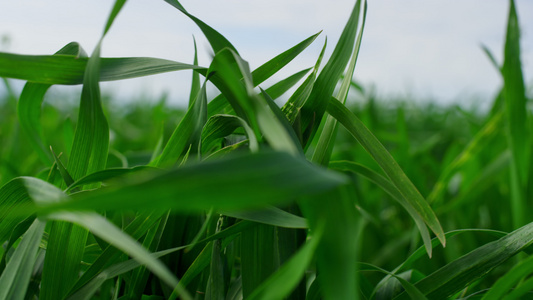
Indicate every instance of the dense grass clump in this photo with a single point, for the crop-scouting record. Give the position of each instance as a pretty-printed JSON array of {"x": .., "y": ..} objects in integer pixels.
[{"x": 235, "y": 197}]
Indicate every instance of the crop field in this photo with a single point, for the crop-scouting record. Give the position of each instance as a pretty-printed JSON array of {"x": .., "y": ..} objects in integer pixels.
[{"x": 236, "y": 197}]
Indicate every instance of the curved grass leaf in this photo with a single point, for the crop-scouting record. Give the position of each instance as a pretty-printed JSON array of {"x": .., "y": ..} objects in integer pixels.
[
  {"x": 326, "y": 81},
  {"x": 198, "y": 187},
  {"x": 220, "y": 126},
  {"x": 338, "y": 251},
  {"x": 388, "y": 164},
  {"x": 281, "y": 283},
  {"x": 459, "y": 273},
  {"x": 388, "y": 187},
  {"x": 17, "y": 274},
  {"x": 328, "y": 135},
  {"x": 69, "y": 69},
  {"x": 215, "y": 39},
  {"x": 187, "y": 133},
  {"x": 505, "y": 284},
  {"x": 270, "y": 215},
  {"x": 272, "y": 66},
  {"x": 99, "y": 226},
  {"x": 480, "y": 141}
]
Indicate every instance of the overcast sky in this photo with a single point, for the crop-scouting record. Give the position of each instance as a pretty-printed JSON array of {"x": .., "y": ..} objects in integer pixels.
[{"x": 425, "y": 48}]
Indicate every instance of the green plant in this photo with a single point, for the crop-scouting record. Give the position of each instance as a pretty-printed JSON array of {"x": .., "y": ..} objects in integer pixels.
[{"x": 244, "y": 199}]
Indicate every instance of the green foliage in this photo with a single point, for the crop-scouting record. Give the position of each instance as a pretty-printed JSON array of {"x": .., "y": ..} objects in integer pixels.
[{"x": 236, "y": 197}]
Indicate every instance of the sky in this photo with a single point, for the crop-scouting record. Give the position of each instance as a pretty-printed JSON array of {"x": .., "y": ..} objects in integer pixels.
[{"x": 422, "y": 49}]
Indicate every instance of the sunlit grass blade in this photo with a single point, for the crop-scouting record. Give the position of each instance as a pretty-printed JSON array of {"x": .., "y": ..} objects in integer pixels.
[
  {"x": 17, "y": 274},
  {"x": 195, "y": 82},
  {"x": 326, "y": 81},
  {"x": 388, "y": 187},
  {"x": 69, "y": 69},
  {"x": 388, "y": 164},
  {"x": 505, "y": 284},
  {"x": 220, "y": 126},
  {"x": 339, "y": 248},
  {"x": 281, "y": 283},
  {"x": 282, "y": 178},
  {"x": 114, "y": 236},
  {"x": 187, "y": 133},
  {"x": 216, "y": 40},
  {"x": 328, "y": 135},
  {"x": 516, "y": 118},
  {"x": 258, "y": 256},
  {"x": 456, "y": 275},
  {"x": 270, "y": 215},
  {"x": 29, "y": 108},
  {"x": 272, "y": 66},
  {"x": 476, "y": 144}
]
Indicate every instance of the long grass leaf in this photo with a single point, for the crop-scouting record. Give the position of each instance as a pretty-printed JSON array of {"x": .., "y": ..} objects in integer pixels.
[
  {"x": 326, "y": 81},
  {"x": 17, "y": 274},
  {"x": 388, "y": 164},
  {"x": 456, "y": 275},
  {"x": 198, "y": 187},
  {"x": 388, "y": 187},
  {"x": 281, "y": 283}
]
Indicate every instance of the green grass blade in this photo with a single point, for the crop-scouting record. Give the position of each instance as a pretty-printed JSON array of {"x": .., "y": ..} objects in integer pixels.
[
  {"x": 388, "y": 187},
  {"x": 338, "y": 250},
  {"x": 258, "y": 256},
  {"x": 516, "y": 118},
  {"x": 17, "y": 274},
  {"x": 505, "y": 284},
  {"x": 29, "y": 108},
  {"x": 187, "y": 133},
  {"x": 281, "y": 283},
  {"x": 220, "y": 126},
  {"x": 270, "y": 215},
  {"x": 215, "y": 39},
  {"x": 456, "y": 275},
  {"x": 99, "y": 226},
  {"x": 272, "y": 66},
  {"x": 200, "y": 186},
  {"x": 69, "y": 69},
  {"x": 476, "y": 144},
  {"x": 388, "y": 164},
  {"x": 326, "y": 81},
  {"x": 195, "y": 82},
  {"x": 328, "y": 135}
]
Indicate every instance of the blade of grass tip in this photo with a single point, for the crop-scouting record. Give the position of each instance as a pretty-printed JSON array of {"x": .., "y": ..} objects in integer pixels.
[
  {"x": 300, "y": 96},
  {"x": 187, "y": 133},
  {"x": 17, "y": 274},
  {"x": 327, "y": 80},
  {"x": 458, "y": 274},
  {"x": 388, "y": 187},
  {"x": 62, "y": 170},
  {"x": 326, "y": 141},
  {"x": 29, "y": 107},
  {"x": 215, "y": 39},
  {"x": 265, "y": 71},
  {"x": 516, "y": 117},
  {"x": 220, "y": 126},
  {"x": 476, "y": 144},
  {"x": 271, "y": 67},
  {"x": 195, "y": 84},
  {"x": 391, "y": 168},
  {"x": 284, "y": 280}
]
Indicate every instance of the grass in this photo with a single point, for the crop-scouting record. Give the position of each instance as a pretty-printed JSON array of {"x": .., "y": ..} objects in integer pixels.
[{"x": 236, "y": 197}]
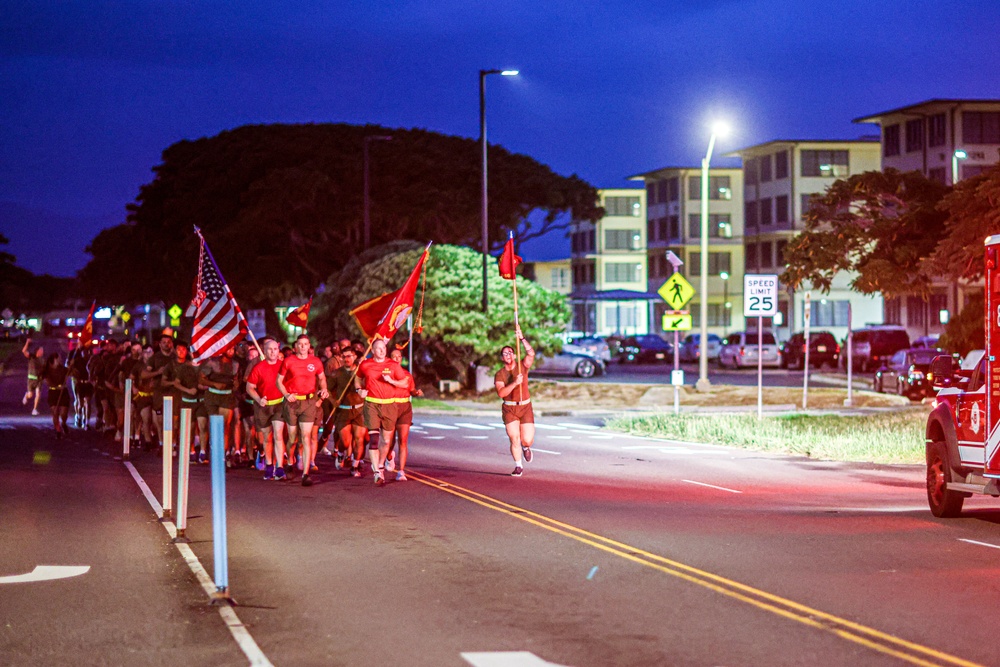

### [PROBLEM TO SOLVE]
Reproduce the complete set of records verbatim and omit the pictures.

### [SOLUTION BELOW]
Indicate every instance of the dense grass clump in this photo with a single point, for the crop-scouting record. Give the position of each instance as a pretty-printed JSON array of {"x": .., "y": ..} objects in integer pixels.
[{"x": 235, "y": 197}]
Indicate every instance of the crop field in this photo with a single point, for the crop-scouting record. Give the position of each instance as a pretty-printed JSON array of {"x": .., "y": ..} objects in integer pixels.
[{"x": 236, "y": 197}]
Indicate every instance of the curved grass leaf in this photo with a single point, for the crop-scouting record. Give the position of each instance as a pretty-printed JSON array of {"x": .., "y": ..} objects in integer pixels.
[
  {"x": 326, "y": 81},
  {"x": 198, "y": 187},
  {"x": 220, "y": 126},
  {"x": 338, "y": 251},
  {"x": 388, "y": 164},
  {"x": 281, "y": 283},
  {"x": 459, "y": 273},
  {"x": 388, "y": 187},
  {"x": 17, "y": 274},
  {"x": 328, "y": 135},
  {"x": 69, "y": 69},
  {"x": 215, "y": 39},
  {"x": 187, "y": 133},
  {"x": 505, "y": 284},
  {"x": 270, "y": 215},
  {"x": 272, "y": 66},
  {"x": 99, "y": 226},
  {"x": 480, "y": 141}
]
Indicate every instance of the overcast sky in this photo with a single point, for the crop-scouting record. Give the position of each instance as a pretty-printed JSON array of {"x": .., "y": ..} objects in integer pixels.
[{"x": 425, "y": 48}]
Indicate every instance of the green plant in this photo with a single point, for the crop-scouting record. Give the position of each instance as a pretty-printed JSON array of {"x": .., "y": ..} objects in integer pixels.
[{"x": 244, "y": 199}]
Indicate every instance of the green foliage in this photo with a single point, for the crop-scouting record. Give the position of each instance as a pretty-printed JSON array of {"x": .., "y": ..} objects in integer pixels.
[{"x": 236, "y": 197}]
Indicate every instance of the sky in this photo with a single point, for the crop-scouting record. Give the position of each instance as a pretty-printed JSON array of {"x": .., "y": ..} objects in integer pixels.
[{"x": 422, "y": 49}]
Indicate every instance of the sunlit grass blade in this photo with a single point, for the crop-scouting record. Give the position of each instance as a pretty-printed JSON array of {"x": .., "y": ..} objects in integer pixels.
[
  {"x": 17, "y": 274},
  {"x": 195, "y": 82},
  {"x": 326, "y": 81},
  {"x": 388, "y": 187},
  {"x": 69, "y": 69},
  {"x": 388, "y": 164},
  {"x": 505, "y": 284},
  {"x": 220, "y": 126},
  {"x": 339, "y": 248},
  {"x": 281, "y": 283},
  {"x": 282, "y": 178},
  {"x": 114, "y": 236},
  {"x": 187, "y": 133},
  {"x": 216, "y": 40},
  {"x": 328, "y": 135},
  {"x": 516, "y": 118},
  {"x": 258, "y": 256},
  {"x": 456, "y": 275},
  {"x": 270, "y": 215},
  {"x": 29, "y": 108},
  {"x": 272, "y": 66},
  {"x": 476, "y": 144}
]
Indicate every instance of the long grass leaf in this photo with a single point, for the crop-scouting record. Give the position of each instance as a pretty-printed JSON array of {"x": .., "y": ..} objects in integer pixels.
[
  {"x": 326, "y": 81},
  {"x": 17, "y": 274},
  {"x": 388, "y": 164},
  {"x": 456, "y": 275},
  {"x": 198, "y": 187},
  {"x": 388, "y": 187},
  {"x": 281, "y": 283}
]
Indicate every instance of the green grass blade in this photo with a single point, for the crop-scouting record. Give the position of each instance as a pretty-printed JSON array of {"x": .., "y": ..} objects in integer pixels.
[
  {"x": 388, "y": 187},
  {"x": 338, "y": 250},
  {"x": 258, "y": 256},
  {"x": 516, "y": 118},
  {"x": 17, "y": 274},
  {"x": 505, "y": 284},
  {"x": 29, "y": 108},
  {"x": 187, "y": 133},
  {"x": 281, "y": 283},
  {"x": 220, "y": 126},
  {"x": 270, "y": 215},
  {"x": 215, "y": 39},
  {"x": 456, "y": 275},
  {"x": 99, "y": 226},
  {"x": 272, "y": 66},
  {"x": 200, "y": 186},
  {"x": 69, "y": 69},
  {"x": 476, "y": 144},
  {"x": 388, "y": 164},
  {"x": 326, "y": 81},
  {"x": 195, "y": 82},
  {"x": 328, "y": 135}
]
Indicate every instance of the blade of grass tip in this photo with a single point, for the crop-scouting record. Give the position of each instance as a pretty-printed JSON array of {"x": .., "y": ..} objects in integer pixels.
[
  {"x": 300, "y": 96},
  {"x": 187, "y": 133},
  {"x": 17, "y": 274},
  {"x": 327, "y": 80},
  {"x": 458, "y": 274},
  {"x": 388, "y": 187},
  {"x": 62, "y": 170},
  {"x": 326, "y": 141},
  {"x": 29, "y": 107},
  {"x": 215, "y": 39},
  {"x": 265, "y": 71},
  {"x": 516, "y": 117},
  {"x": 220, "y": 126},
  {"x": 476, "y": 144},
  {"x": 271, "y": 67},
  {"x": 195, "y": 84},
  {"x": 391, "y": 168},
  {"x": 284, "y": 280}
]
Indicate every instance of the grass in this photo with a single point, for the crop-scouting record. Give the position of each instance as a pretty-printed JSON array of {"x": .., "y": ..} objects in integer pixels.
[{"x": 236, "y": 197}]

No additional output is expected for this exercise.